───── Provided text

Weapons, fabrics, fruits, and wild animals or birds were also sold at the bazaar.
The shops and residential quarters were, however, pulled down after the British regained the control of the city post-1857 mutiny.
The idea was to have unobstructed view of the mosque and its neighbourhood from the fort because the British considered it the venue of congregation of rebels.
The open land before the mosque was converted into Edward Park in 1922. It was divided and renamed as Subhash Park, Urdu Park, and Dangal Maidan after the independence.
The clean-up operation
The Delhi Development Authority (DDA) took up a beautification drive in 1975. Shops and encroachments around the mosque were removed. The authority built Meena Bazaar — with 690 shops and kiosks — to rehabilitate displaced shopkeepers.
To authority dug up 15-feet to construct the underground market — known for machines and industrial tools—in the front of Shahi Darwaza. DDA added 22 steps to the original 22 steps before the darwaza to make up for the depth.
Gardens with fountains and ponds were also added. However, squatters returned to the site and another anti-encroachment drive was conducted in 2008.

──────────
───── Dataset entries

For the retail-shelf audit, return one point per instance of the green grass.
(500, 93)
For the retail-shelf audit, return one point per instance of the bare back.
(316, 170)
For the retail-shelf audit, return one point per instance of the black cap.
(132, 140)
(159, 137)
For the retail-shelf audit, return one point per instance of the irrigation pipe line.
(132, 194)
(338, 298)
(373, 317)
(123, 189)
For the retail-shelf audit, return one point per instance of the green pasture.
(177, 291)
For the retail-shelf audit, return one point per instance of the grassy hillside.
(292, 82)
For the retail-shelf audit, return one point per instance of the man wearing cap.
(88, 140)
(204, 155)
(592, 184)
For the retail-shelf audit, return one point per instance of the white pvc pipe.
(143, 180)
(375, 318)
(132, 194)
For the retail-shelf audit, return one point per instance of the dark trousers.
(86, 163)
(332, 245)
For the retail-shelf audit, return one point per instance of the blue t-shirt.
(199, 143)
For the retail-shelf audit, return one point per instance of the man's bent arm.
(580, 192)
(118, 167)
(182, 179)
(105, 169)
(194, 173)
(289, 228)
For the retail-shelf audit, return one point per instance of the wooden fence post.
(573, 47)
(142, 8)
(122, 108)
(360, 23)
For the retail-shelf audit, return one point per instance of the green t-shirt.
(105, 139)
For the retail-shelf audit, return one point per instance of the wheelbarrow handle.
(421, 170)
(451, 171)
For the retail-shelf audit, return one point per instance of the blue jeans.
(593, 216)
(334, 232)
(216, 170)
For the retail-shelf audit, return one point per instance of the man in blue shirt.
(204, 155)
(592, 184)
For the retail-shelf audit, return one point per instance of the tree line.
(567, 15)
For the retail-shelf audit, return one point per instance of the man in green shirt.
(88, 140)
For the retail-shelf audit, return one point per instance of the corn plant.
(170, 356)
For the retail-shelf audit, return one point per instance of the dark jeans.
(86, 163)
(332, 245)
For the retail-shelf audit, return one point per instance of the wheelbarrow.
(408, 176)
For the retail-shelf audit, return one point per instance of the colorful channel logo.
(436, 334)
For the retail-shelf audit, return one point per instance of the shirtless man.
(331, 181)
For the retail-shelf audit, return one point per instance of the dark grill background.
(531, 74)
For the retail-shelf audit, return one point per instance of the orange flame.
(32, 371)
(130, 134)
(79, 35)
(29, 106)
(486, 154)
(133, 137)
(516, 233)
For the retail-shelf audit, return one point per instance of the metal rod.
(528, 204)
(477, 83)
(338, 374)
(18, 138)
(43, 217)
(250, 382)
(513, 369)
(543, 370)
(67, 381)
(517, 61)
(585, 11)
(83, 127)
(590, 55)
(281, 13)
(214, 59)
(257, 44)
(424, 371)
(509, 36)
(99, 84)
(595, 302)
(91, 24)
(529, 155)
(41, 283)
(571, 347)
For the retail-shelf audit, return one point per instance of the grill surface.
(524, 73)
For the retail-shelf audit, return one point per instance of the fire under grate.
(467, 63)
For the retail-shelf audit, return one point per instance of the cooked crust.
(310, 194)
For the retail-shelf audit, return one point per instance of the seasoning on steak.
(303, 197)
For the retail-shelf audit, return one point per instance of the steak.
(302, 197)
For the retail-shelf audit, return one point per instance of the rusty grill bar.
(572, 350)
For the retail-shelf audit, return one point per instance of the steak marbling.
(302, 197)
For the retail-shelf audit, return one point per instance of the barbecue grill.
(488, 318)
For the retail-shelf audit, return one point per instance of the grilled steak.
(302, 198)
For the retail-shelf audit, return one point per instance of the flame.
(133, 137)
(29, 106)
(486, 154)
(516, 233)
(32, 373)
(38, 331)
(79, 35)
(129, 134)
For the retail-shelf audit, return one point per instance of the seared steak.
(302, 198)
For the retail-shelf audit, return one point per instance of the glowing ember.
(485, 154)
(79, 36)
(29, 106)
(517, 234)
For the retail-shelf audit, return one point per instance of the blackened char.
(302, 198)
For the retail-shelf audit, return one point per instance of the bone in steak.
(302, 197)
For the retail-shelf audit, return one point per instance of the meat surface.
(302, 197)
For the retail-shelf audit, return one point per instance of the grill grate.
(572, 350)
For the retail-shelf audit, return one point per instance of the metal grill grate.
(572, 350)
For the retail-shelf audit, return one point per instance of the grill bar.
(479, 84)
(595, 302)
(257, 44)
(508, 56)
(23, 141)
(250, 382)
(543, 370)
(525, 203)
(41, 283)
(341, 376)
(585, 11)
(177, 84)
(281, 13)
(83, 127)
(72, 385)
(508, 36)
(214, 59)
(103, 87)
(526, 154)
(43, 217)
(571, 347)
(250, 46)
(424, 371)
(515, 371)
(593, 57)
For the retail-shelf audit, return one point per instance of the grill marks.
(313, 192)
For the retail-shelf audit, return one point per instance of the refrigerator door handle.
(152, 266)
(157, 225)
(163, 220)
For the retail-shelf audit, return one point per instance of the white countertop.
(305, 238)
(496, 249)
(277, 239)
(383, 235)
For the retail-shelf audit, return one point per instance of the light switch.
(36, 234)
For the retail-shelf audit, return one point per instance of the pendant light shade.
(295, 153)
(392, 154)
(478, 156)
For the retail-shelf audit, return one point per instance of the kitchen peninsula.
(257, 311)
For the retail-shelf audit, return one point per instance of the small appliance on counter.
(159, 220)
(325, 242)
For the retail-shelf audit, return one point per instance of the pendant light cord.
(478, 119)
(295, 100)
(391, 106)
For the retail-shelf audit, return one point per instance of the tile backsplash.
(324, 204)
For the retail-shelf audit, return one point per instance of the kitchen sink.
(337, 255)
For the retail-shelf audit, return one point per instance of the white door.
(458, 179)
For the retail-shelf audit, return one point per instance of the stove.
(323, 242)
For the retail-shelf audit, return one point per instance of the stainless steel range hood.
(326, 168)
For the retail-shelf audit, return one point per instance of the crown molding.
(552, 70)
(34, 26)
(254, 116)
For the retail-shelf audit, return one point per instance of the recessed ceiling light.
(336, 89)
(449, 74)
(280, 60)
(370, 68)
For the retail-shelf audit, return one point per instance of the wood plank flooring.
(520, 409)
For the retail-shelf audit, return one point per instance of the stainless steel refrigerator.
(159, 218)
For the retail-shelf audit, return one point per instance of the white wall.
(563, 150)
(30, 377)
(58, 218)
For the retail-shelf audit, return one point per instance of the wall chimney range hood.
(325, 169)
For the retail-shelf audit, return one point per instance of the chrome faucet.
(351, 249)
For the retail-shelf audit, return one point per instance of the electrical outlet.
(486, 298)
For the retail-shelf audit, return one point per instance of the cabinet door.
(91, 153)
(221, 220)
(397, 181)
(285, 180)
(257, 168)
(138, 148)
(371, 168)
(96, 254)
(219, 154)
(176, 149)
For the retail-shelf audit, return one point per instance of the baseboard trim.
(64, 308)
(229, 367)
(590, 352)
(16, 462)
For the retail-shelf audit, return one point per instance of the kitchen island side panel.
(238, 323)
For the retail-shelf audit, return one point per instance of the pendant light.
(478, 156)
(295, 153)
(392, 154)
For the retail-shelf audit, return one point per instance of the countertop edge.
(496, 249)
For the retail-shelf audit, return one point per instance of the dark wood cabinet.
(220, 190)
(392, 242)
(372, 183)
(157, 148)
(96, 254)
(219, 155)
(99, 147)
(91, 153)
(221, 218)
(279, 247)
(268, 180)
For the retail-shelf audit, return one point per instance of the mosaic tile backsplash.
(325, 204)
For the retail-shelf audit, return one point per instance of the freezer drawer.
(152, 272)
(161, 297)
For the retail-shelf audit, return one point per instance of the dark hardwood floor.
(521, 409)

──────────

Apply what you read |
a. Update the text about the mosque, giving everything from "The open land" down to "for the depth." again with "kiosks" replaced by "stalls".
b. According to the text about the mosque, in what year did the Delhi Development Authority take up its beautification drive?

Answer section |
a.
The open land before the mosque was converted into Edward Park in 1922. It was divided and renamed as Subhash Park, Urdu Park, and Dangal Maidan after the independence.
The clean-up operation
The Delhi Development Authority (DDA) took up a beautification drive in 1975. Shops and encroachments around the mosque were removed. The authority built Meena Bazaar — with 690 shops and stalls — to rehabilitate displaced shopkeepers.
To authority dug up 15-feet to construct the underground market — known for machines and industrial tools—in the front of Shahi Darwaza. DDA added 22 steps to the original 22 steps before the darwaza to make up for the depth.

b. 1975